• **YOUR TASK**
Rewrite the part of the records that opens with the line containing "hoodoo with a single point, one per instance." and closes with the end of the records, replacing "annotate" with "mark" and leaving everything else unchanged.

• **DATA ROWS**
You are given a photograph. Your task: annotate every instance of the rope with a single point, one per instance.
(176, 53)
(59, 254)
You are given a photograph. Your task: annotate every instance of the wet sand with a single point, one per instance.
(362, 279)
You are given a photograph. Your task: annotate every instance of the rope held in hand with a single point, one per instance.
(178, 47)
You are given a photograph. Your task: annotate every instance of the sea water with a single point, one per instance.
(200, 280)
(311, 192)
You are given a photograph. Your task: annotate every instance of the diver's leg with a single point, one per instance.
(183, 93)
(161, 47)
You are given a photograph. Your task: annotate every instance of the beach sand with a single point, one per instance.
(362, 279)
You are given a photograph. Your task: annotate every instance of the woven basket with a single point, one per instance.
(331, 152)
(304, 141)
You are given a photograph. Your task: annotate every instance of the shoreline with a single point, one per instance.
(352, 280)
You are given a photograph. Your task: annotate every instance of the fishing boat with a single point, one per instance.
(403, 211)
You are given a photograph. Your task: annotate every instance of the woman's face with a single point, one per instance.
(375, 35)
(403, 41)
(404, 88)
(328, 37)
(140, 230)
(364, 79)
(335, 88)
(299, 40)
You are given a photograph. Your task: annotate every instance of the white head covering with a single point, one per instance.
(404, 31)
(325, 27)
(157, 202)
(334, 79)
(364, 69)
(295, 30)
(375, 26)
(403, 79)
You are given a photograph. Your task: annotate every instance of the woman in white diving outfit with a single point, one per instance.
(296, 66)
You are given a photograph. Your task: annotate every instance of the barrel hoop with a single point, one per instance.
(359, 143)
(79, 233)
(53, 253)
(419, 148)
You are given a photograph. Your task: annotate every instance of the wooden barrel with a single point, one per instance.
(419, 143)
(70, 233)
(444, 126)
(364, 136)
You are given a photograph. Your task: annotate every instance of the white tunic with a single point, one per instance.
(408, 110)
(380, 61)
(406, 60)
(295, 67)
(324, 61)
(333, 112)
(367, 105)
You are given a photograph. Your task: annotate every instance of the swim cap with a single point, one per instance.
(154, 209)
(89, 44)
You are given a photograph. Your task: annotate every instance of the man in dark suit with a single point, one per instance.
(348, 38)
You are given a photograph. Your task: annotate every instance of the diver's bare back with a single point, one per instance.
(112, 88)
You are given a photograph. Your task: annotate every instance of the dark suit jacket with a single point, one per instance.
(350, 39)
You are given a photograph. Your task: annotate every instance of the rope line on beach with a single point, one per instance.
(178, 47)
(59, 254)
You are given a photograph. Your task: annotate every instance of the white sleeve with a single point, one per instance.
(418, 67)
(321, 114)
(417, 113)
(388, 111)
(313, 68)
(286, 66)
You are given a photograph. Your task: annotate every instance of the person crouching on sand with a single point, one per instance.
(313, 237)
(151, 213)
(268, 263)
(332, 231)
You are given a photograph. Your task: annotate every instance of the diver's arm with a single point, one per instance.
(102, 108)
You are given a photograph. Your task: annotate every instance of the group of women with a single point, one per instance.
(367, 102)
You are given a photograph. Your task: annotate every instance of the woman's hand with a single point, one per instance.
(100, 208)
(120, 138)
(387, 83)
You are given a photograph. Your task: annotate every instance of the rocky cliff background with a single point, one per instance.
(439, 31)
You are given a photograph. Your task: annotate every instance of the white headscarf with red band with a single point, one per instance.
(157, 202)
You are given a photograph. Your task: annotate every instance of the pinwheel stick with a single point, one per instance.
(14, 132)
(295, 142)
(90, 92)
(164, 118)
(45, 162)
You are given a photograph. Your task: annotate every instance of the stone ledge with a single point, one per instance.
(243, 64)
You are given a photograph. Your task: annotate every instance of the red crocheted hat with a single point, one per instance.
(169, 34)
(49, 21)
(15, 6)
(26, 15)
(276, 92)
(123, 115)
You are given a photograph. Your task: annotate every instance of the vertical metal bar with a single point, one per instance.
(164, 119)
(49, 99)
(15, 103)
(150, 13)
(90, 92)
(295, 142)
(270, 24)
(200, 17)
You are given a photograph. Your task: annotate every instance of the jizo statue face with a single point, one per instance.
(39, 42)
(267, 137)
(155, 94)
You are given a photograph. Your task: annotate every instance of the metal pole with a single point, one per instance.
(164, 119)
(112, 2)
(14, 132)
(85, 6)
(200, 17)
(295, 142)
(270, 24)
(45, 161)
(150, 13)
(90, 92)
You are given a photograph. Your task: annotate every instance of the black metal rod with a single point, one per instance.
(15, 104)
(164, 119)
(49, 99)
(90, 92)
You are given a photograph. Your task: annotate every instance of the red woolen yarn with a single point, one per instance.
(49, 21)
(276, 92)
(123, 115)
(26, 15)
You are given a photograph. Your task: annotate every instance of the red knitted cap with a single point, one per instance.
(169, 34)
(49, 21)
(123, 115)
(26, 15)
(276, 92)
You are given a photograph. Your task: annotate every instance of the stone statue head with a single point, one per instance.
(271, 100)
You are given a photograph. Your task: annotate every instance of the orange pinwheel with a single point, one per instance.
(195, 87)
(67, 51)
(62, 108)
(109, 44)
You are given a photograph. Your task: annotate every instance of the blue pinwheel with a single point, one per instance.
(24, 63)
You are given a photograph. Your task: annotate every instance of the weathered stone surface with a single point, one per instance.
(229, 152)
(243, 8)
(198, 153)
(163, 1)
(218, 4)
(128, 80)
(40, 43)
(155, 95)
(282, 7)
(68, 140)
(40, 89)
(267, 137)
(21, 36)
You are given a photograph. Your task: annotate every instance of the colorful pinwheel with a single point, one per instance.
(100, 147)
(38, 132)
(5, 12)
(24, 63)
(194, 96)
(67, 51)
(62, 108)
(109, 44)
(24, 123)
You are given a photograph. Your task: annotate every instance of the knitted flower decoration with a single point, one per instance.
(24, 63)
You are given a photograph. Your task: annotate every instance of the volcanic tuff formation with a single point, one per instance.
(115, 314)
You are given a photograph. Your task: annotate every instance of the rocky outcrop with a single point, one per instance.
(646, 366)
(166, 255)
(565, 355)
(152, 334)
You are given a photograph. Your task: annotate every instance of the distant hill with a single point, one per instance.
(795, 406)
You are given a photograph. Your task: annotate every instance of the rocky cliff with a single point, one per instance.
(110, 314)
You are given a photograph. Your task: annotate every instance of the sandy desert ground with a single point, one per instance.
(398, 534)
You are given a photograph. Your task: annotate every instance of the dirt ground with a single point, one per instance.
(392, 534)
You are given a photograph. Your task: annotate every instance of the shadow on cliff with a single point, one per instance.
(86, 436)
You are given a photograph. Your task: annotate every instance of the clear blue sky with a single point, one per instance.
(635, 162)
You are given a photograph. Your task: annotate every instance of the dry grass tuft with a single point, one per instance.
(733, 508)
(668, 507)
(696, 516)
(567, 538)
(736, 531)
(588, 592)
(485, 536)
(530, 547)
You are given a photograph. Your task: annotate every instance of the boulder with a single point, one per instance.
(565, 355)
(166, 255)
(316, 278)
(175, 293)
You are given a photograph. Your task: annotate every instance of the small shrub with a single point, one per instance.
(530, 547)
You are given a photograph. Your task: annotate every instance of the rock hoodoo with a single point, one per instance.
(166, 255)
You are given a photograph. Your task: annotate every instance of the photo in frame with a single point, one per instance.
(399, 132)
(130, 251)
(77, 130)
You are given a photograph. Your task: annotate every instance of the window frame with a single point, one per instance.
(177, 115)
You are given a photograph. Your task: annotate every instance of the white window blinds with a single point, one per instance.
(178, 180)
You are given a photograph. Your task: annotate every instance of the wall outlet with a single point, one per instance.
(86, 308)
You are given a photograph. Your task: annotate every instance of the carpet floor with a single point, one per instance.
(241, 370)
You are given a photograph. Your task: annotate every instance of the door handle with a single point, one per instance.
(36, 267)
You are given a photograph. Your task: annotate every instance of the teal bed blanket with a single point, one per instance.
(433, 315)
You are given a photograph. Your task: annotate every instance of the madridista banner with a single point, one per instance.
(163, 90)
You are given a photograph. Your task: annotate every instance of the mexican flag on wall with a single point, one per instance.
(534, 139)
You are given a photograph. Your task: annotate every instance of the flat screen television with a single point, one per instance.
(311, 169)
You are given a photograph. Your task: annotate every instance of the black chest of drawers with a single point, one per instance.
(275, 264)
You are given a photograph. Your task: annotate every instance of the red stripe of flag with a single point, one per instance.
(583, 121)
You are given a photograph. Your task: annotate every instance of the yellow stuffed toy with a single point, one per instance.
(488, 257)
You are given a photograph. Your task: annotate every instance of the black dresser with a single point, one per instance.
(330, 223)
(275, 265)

• **RESULT**
You are given a photograph. Your task: mark every instance of the rock hoodoo with a single point, one per instance.
(166, 255)
You are given a photograph. Your task: mark every instance of the photo in frame with a single point, one per instance.
(399, 132)
(130, 251)
(77, 130)
You are given a photograph. Your task: mark every instance of the window frame with a single point, one per instance.
(177, 115)
You are given a photograph. Your task: mark every instance of the white window blinds with a single point, one per instance.
(178, 180)
You are given a photograph. Your task: mark every instance of the wall outlet with a single point, one per instance.
(86, 308)
You are given a photograph. Your task: mark every instance of the carpet floor with a single point, one per instance.
(241, 370)
You are given a photograph. Your task: mark every instance of the door handle with a single point, one per instance.
(36, 267)
You are given a photograph. Your task: mark every instance of the teal bed blanket with a single point, one per instance.
(433, 315)
You are given a photograph. Your task: mark every instance of the madridista banner with a single point, one per instance.
(163, 90)
You are given a photograph. Your task: mark every instance of the mexican flag on wall with a single point, one per instance.
(534, 139)
You are given a photograph. Your task: mark every instance of the flat screen television with a single point, one per instance.
(311, 169)
You are given a photograph. Your task: mark every instance of the black chest of drawers with a single point, one per instance.
(275, 264)
You are given a photograph. Your task: mark every instance of the red stripe of flag with a single point, one per instance.
(583, 121)
You are given a photograph. Your task: mark every instance of the yellow stuffed toy with a single point, one per instance.
(488, 257)
You are given a photograph. Your task: mark every instance of the black dresser with a single point, one per instance.
(330, 223)
(275, 265)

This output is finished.